A run of records
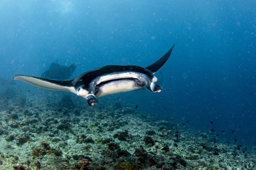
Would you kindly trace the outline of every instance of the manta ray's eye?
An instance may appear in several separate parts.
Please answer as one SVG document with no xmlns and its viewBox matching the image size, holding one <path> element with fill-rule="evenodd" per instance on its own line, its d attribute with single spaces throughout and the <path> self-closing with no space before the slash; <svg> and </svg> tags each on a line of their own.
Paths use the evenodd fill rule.
<svg viewBox="0 0 256 170">
<path fill-rule="evenodd" d="M 81 85 L 76 90 L 76 95 L 79 96 L 85 96 L 87 95 L 87 91 L 83 88 L 84 85 Z"/>
</svg>

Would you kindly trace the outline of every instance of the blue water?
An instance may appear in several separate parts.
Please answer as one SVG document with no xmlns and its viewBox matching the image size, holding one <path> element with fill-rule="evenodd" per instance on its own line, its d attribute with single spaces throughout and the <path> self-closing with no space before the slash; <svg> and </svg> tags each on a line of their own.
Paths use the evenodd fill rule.
<svg viewBox="0 0 256 170">
<path fill-rule="evenodd" d="M 71 78 L 106 65 L 146 67 L 175 43 L 162 93 L 105 99 L 255 145 L 255 11 L 251 0 L 2 0 L 0 76 L 40 76 L 55 60 L 84 64 Z"/>
</svg>

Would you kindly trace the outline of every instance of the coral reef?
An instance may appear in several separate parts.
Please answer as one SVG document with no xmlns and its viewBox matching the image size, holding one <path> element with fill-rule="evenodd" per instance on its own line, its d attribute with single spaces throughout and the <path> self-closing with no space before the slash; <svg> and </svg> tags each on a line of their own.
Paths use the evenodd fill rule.
<svg viewBox="0 0 256 170">
<path fill-rule="evenodd" d="M 93 108 L 68 95 L 30 97 L 4 105 L 0 169 L 256 170 L 255 147 L 228 144 L 212 130 L 152 119 L 119 102 Z"/>
</svg>

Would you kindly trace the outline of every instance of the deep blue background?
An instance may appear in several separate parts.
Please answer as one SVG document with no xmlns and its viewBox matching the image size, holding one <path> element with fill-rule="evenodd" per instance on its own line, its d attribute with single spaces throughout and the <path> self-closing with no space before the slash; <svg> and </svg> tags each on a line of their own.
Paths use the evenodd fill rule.
<svg viewBox="0 0 256 170">
<path fill-rule="evenodd" d="M 105 97 L 256 142 L 255 0 L 0 2 L 1 77 L 40 76 L 56 60 L 84 63 L 72 78 L 106 65 L 145 67 L 175 43 L 162 93 Z"/>
</svg>

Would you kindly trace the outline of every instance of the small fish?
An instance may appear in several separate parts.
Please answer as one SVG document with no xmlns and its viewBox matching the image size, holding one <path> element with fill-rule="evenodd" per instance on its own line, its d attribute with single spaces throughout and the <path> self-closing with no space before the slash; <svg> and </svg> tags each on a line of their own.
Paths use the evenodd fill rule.
<svg viewBox="0 0 256 170">
<path fill-rule="evenodd" d="M 235 130 L 231 130 L 231 133 L 232 134 L 233 134 L 233 133 L 234 133 L 234 132 L 235 132 Z"/>
<path fill-rule="evenodd" d="M 70 123 L 70 122 L 68 122 L 68 121 L 67 121 L 67 122 L 68 122 L 68 123 L 69 123 L 69 124 L 70 124 L 71 125 L 72 125 L 72 124 L 71 123 Z"/>
<path fill-rule="evenodd" d="M 237 145 L 237 146 L 236 146 L 236 147 L 237 147 L 237 149 L 238 149 L 239 150 L 240 150 L 240 147 L 239 147 L 239 146 Z"/>
<path fill-rule="evenodd" d="M 217 152 L 214 152 L 213 153 L 213 155 L 219 155 L 219 154 Z"/>
</svg>

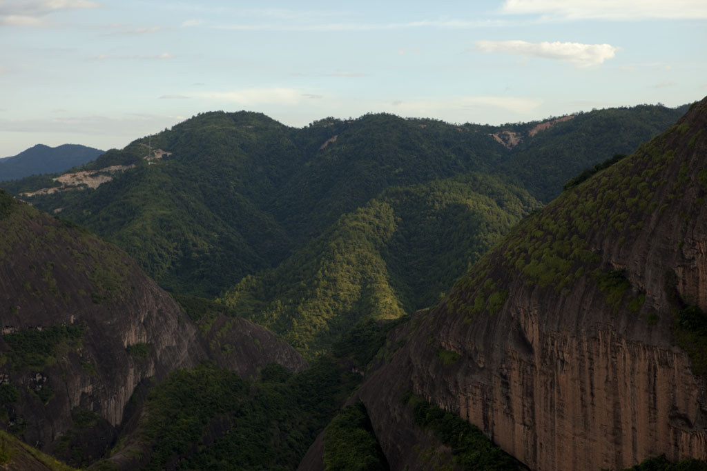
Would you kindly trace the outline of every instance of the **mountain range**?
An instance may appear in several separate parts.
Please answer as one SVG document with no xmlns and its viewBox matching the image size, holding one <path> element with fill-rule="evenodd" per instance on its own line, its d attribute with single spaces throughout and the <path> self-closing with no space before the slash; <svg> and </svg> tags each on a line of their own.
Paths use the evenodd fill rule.
<svg viewBox="0 0 707 471">
<path fill-rule="evenodd" d="M 706 109 L 205 113 L 7 182 L 55 217 L 2 195 L 5 428 L 95 469 L 704 458 Z"/>
<path fill-rule="evenodd" d="M 37 144 L 13 157 L 0 159 L 0 181 L 64 172 L 94 160 L 103 153 L 99 149 L 77 144 L 57 147 Z"/>
</svg>

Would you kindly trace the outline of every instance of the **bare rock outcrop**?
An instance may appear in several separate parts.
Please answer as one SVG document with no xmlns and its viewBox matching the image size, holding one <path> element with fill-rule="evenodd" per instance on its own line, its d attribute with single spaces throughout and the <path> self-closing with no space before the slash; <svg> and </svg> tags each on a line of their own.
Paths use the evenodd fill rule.
<svg viewBox="0 0 707 471">
<path fill-rule="evenodd" d="M 124 252 L 0 191 L 0 426 L 66 459 L 110 450 L 139 408 L 136 388 L 212 358 L 244 378 L 307 364 L 271 333 L 238 318 L 209 340 Z M 83 449 L 79 453 L 79 446 Z"/>
<path fill-rule="evenodd" d="M 393 334 L 404 345 L 357 393 L 392 469 L 423 469 L 405 391 L 531 469 L 707 459 L 704 333 L 680 321 L 707 310 L 706 129 L 707 99 L 527 219 Z"/>
</svg>

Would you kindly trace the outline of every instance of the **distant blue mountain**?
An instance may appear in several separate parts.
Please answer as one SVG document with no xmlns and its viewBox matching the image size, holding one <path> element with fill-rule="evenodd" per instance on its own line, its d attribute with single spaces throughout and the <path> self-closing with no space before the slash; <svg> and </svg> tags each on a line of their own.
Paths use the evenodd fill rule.
<svg viewBox="0 0 707 471">
<path fill-rule="evenodd" d="M 103 153 L 100 149 L 77 144 L 58 147 L 37 144 L 14 157 L 0 159 L 0 181 L 64 172 L 90 162 Z"/>
</svg>

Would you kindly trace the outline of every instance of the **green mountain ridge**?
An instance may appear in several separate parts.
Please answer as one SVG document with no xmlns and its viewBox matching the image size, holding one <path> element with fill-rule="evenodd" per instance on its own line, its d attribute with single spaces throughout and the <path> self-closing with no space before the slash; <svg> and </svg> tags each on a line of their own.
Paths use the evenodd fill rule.
<svg viewBox="0 0 707 471">
<path fill-rule="evenodd" d="M 78 169 L 136 166 L 110 174 L 112 179 L 95 190 L 21 198 L 48 212 L 61 210 L 63 217 L 115 242 L 163 287 L 214 297 L 282 263 L 341 215 L 390 186 L 474 171 L 532 188 L 556 181 L 559 193 L 582 169 L 635 148 L 679 115 L 663 107 L 648 109 L 650 119 L 641 107 L 580 114 L 527 136 L 511 150 L 489 134 L 503 129 L 527 133 L 530 124 L 458 126 L 368 114 L 298 129 L 262 114 L 209 112 Z M 613 121 L 602 128 L 605 115 Z M 617 120 L 625 121 L 626 133 L 616 133 Z M 563 148 L 568 141 L 581 143 L 572 147 L 581 152 L 563 150 L 559 161 L 556 148 L 534 147 L 547 143 L 548 133 L 561 136 Z M 534 183 L 516 174 L 515 167 L 533 169 Z M 47 177 L 4 186 L 19 194 L 54 184 Z M 538 195 L 547 197 L 543 191 Z"/>
<path fill-rule="evenodd" d="M 103 153 L 99 149 L 76 144 L 54 148 L 37 144 L 17 155 L 0 159 L 0 181 L 64 172 L 90 162 Z"/>
<path fill-rule="evenodd" d="M 163 286 L 177 292 L 174 298 L 181 309 L 151 281 L 122 268 L 134 266 L 124 254 L 114 248 L 95 255 L 74 246 L 83 240 L 81 234 L 94 245 L 103 243 L 74 222 L 40 214 L 0 192 L 0 227 L 7 229 L 11 220 L 15 224 L 5 231 L 12 236 L 6 238 L 2 251 L 4 261 L 9 263 L 0 265 L 0 270 L 31 270 L 23 258 L 28 251 L 51 258 L 66 251 L 59 249 L 68 244 L 74 247 L 68 251 L 72 256 L 95 258 L 90 265 L 100 272 L 87 270 L 86 276 L 93 273 L 88 282 L 69 288 L 64 281 L 69 278 L 61 273 L 74 270 L 82 276 L 81 267 L 74 269 L 81 263 L 40 257 L 33 266 L 35 271 L 41 266 L 41 273 L 31 279 L 23 275 L 0 278 L 5 290 L 0 294 L 17 299 L 4 314 L 4 326 L 14 326 L 18 319 L 24 323 L 0 340 L 5 359 L 0 371 L 8 371 L 17 390 L 0 388 L 0 399 L 9 405 L 8 417 L 4 422 L 0 417 L 0 422 L 71 463 L 93 463 L 94 469 L 294 469 L 312 441 L 315 455 L 308 453 L 302 462 L 312 465 L 308 470 L 318 469 L 320 462 L 321 469 L 337 469 L 342 463 L 353 466 L 353 447 L 349 449 L 353 445 L 362 447 L 356 458 L 378 469 L 402 469 L 405 464 L 413 470 L 519 469 L 522 465 L 484 435 L 525 464 L 537 456 L 544 458 L 533 451 L 538 447 L 513 445 L 521 442 L 527 428 L 541 434 L 547 427 L 535 426 L 534 421 L 539 420 L 535 415 L 514 422 L 513 414 L 537 407 L 539 417 L 542 405 L 551 400 L 519 405 L 515 388 L 522 387 L 528 397 L 535 397 L 537 390 L 537 397 L 552 398 L 571 389 L 562 382 L 564 369 L 590 364 L 590 371 L 600 376 L 604 365 L 637 358 L 648 359 L 636 371 L 667 364 L 656 381 L 678 381 L 686 388 L 686 397 L 699 395 L 701 390 L 690 389 L 689 376 L 679 376 L 689 370 L 683 367 L 686 363 L 680 363 L 686 360 L 681 359 L 684 355 L 674 345 L 688 352 L 693 359 L 690 367 L 699 371 L 695 359 L 702 353 L 707 332 L 701 306 L 707 302 L 701 278 L 703 266 L 694 255 L 694 241 L 686 234 L 701 234 L 695 228 L 703 225 L 700 198 L 707 190 L 707 177 L 702 174 L 703 162 L 695 156 L 689 163 L 683 162 L 684 153 L 675 150 L 694 148 L 703 155 L 702 124 L 693 118 L 706 109 L 703 103 L 694 105 L 692 118 L 642 146 L 633 157 L 600 169 L 539 211 L 538 200 L 518 184 L 527 172 L 509 169 L 515 168 L 514 159 L 522 162 L 524 170 L 532 167 L 530 162 L 537 164 L 539 173 L 533 177 L 542 178 L 528 186 L 533 194 L 548 197 L 578 173 L 570 174 L 568 169 L 605 160 L 623 148 L 619 144 L 630 145 L 627 136 L 637 138 L 650 132 L 675 110 L 649 107 L 650 118 L 641 107 L 592 112 L 587 114 L 588 124 L 583 124 L 578 116 L 535 136 L 529 131 L 534 124 L 489 129 L 369 114 L 349 121 L 326 119 L 298 130 L 261 114 L 205 113 L 74 169 L 105 177 L 107 181 L 95 189 L 23 197 L 47 210 L 61 209 L 62 218 L 86 225 L 124 246 Z M 607 120 L 611 129 L 606 133 L 600 126 L 602 113 L 613 117 Z M 641 126 L 632 124 L 633 119 L 641 120 Z M 625 134 L 608 132 L 624 121 Z M 489 136 L 506 128 L 523 136 L 510 149 Z M 539 140 L 551 132 L 556 133 L 563 146 L 580 143 L 573 145 L 575 160 L 565 153 L 559 167 L 554 157 L 559 154 L 553 153 L 547 141 Z M 599 140 L 600 151 L 588 151 Z M 537 148 L 534 142 L 539 143 Z M 107 169 L 112 166 L 124 168 Z M 50 181 L 35 178 L 11 182 L 9 187 L 16 193 L 31 191 Z M 676 205 L 682 206 L 673 211 Z M 18 210 L 29 215 L 22 224 L 13 220 Z M 40 227 L 42 237 L 37 241 L 22 237 L 28 233 L 28 224 Z M 675 229 L 676 237 L 667 238 L 665 246 L 641 245 L 640 240 L 648 238 L 636 234 L 644 227 L 655 235 L 663 226 Z M 13 237 L 30 249 L 18 248 Z M 490 255 L 484 256 L 489 249 Z M 111 255 L 115 253 L 120 255 Z M 636 261 L 645 253 L 652 254 L 648 268 L 636 269 L 641 266 Z M 117 259 L 116 266 L 107 266 Z M 661 264 L 665 261 L 679 262 L 677 278 L 651 276 L 666 272 Z M 25 278 L 30 282 L 29 289 L 18 281 Z M 143 293 L 139 301 L 132 297 L 131 293 L 144 289 L 150 293 Z M 573 290 L 584 291 L 580 296 Z M 194 294 L 221 296 L 212 301 Z M 566 297 L 538 314 L 538 306 L 557 297 Z M 74 298 L 81 300 L 83 311 L 67 304 Z M 409 320 L 404 315 L 437 304 L 440 298 L 436 308 L 422 309 Z M 46 308 L 35 309 L 44 313 L 40 321 L 33 314 L 37 303 Z M 677 323 L 666 314 L 666 303 Z M 512 305 L 517 309 L 509 315 Z M 91 310 L 100 315 L 93 318 Z M 556 316 L 538 323 L 527 317 L 528 312 Z M 72 317 L 70 323 L 56 323 L 49 316 L 57 313 L 77 316 L 79 322 Z M 310 368 L 302 371 L 305 363 L 298 354 L 243 318 L 271 328 L 296 346 L 311 360 Z M 99 327 L 99 321 L 105 325 Z M 128 321 L 135 325 L 117 328 Z M 619 333 L 602 330 L 601 335 L 581 337 L 614 322 Z M 42 330 L 34 328 L 37 324 Z M 577 334 L 586 346 L 579 349 L 582 352 L 599 348 L 597 343 L 617 344 L 618 349 L 644 342 L 650 347 L 655 343 L 674 348 L 645 354 L 631 349 L 615 354 L 597 350 L 599 359 L 593 363 L 583 357 L 580 362 L 555 358 L 557 352 L 574 352 L 565 348 L 573 344 L 561 337 L 550 338 L 546 329 L 554 335 L 568 326 L 583 326 Z M 673 335 L 670 339 L 667 330 Z M 626 338 L 612 343 L 621 335 Z M 163 345 L 174 339 L 181 343 L 168 348 Z M 101 352 L 95 347 L 103 345 L 98 340 L 112 350 Z M 556 351 L 552 350 L 556 345 Z M 530 360 L 536 350 L 539 356 Z M 101 355 L 117 359 L 98 361 Z M 168 361 L 170 357 L 177 359 Z M 561 366 L 562 371 L 530 381 L 533 368 L 548 367 L 545 358 L 551 358 L 552 365 Z M 659 359 L 651 362 L 654 358 Z M 206 359 L 210 360 L 197 366 Z M 268 364 L 271 362 L 298 372 Z M 143 368 L 152 363 L 152 369 Z M 74 377 L 92 384 L 103 381 L 109 364 L 139 370 L 139 380 L 132 373 L 127 381 L 122 373 L 110 375 L 117 383 L 131 385 L 120 393 L 121 400 L 127 403 L 128 395 L 135 394 L 128 412 L 121 412 L 129 417 L 122 424 L 116 411 L 123 409 L 112 406 L 105 413 L 98 388 L 93 389 L 95 397 L 81 395 L 78 407 L 66 409 L 60 401 L 64 392 L 59 385 L 78 394 Z M 519 369 L 526 376 L 519 376 Z M 41 374 L 27 376 L 28 371 Z M 488 371 L 492 371 L 490 378 L 483 376 Z M 42 376 L 47 383 L 42 383 Z M 603 398 L 607 384 L 619 388 L 622 383 L 616 376 L 606 377 L 608 382 L 597 376 L 583 386 L 585 390 L 590 390 L 592 398 Z M 640 374 L 635 377 L 642 381 Z M 526 380 L 534 389 L 523 386 Z M 361 381 L 365 383 L 358 388 Z M 558 384 L 556 389 L 547 389 Z M 650 390 L 652 386 L 640 383 L 638 387 Z M 348 403 L 356 407 L 344 408 L 330 422 L 352 392 Z M 662 396 L 638 400 L 632 406 L 637 410 L 634 415 L 643 417 L 641 407 L 655 403 L 656 413 L 650 417 L 658 417 L 656 423 L 674 427 L 678 434 L 689 429 L 688 438 L 680 443 L 699 446 L 699 440 L 689 437 L 701 436 L 699 425 L 696 431 L 693 427 L 702 423 L 701 412 L 694 410 L 691 400 L 679 398 L 674 405 L 663 404 Z M 589 407 L 574 399 L 552 403 L 553 410 L 559 411 L 553 419 L 576 415 L 563 408 L 566 404 Z M 596 402 L 622 404 L 613 396 Z M 479 404 L 486 408 L 474 409 Z M 684 406 L 688 409 L 684 413 Z M 44 415 L 45 422 L 32 419 L 23 431 L 19 419 L 30 417 L 32 407 Z M 680 422 L 664 413 L 675 410 L 686 419 Z M 621 443 L 617 421 L 631 414 L 619 412 L 607 415 L 614 422 L 597 426 L 609 431 L 609 438 L 595 436 L 587 447 L 604 439 L 610 439 L 606 449 Z M 604 417 L 585 416 L 588 423 Z M 57 426 L 57 421 L 64 422 Z M 520 423 L 525 425 L 516 427 Z M 54 427 L 62 431 L 54 433 Z M 315 441 L 323 430 L 323 438 Z M 588 436 L 592 430 L 584 432 Z M 79 446 L 104 433 L 110 437 L 99 440 L 103 446 L 100 451 Z M 544 446 L 554 449 L 553 440 L 567 434 L 562 435 L 544 441 Z M 578 440 L 583 436 L 578 436 Z M 643 440 L 637 436 L 624 448 L 638 457 L 646 447 L 655 446 Z M 110 451 L 105 448 L 108 444 Z M 590 463 L 589 458 L 575 458 L 587 447 L 560 447 L 578 451 L 556 453 L 557 460 L 575 461 L 558 461 L 554 467 Z M 326 455 L 318 461 L 317 449 Z M 668 456 L 673 460 L 682 457 Z"/>
<path fill-rule="evenodd" d="M 704 468 L 705 128 L 707 98 L 524 219 L 388 338 L 354 400 L 390 463 L 425 469 L 432 447 L 460 464 L 416 428 L 411 393 L 531 469 Z"/>
</svg>

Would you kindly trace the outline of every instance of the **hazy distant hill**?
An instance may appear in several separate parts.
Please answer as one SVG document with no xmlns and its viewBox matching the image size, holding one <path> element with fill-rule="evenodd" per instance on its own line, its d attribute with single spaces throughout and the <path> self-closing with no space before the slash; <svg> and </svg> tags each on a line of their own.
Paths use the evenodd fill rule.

YOUR GOAL: Pick out every line of the entries above that contains the word "blue", and copy each one. Match the case of the word as given.

WRITTEN RESPONSE:
Would you kindly trace the outline of every instance of the blue water?
Would you kindly trace the outline of every instance of the deep blue background?
Would you kindly trace the outline of every instance of the **distant blue mountain**?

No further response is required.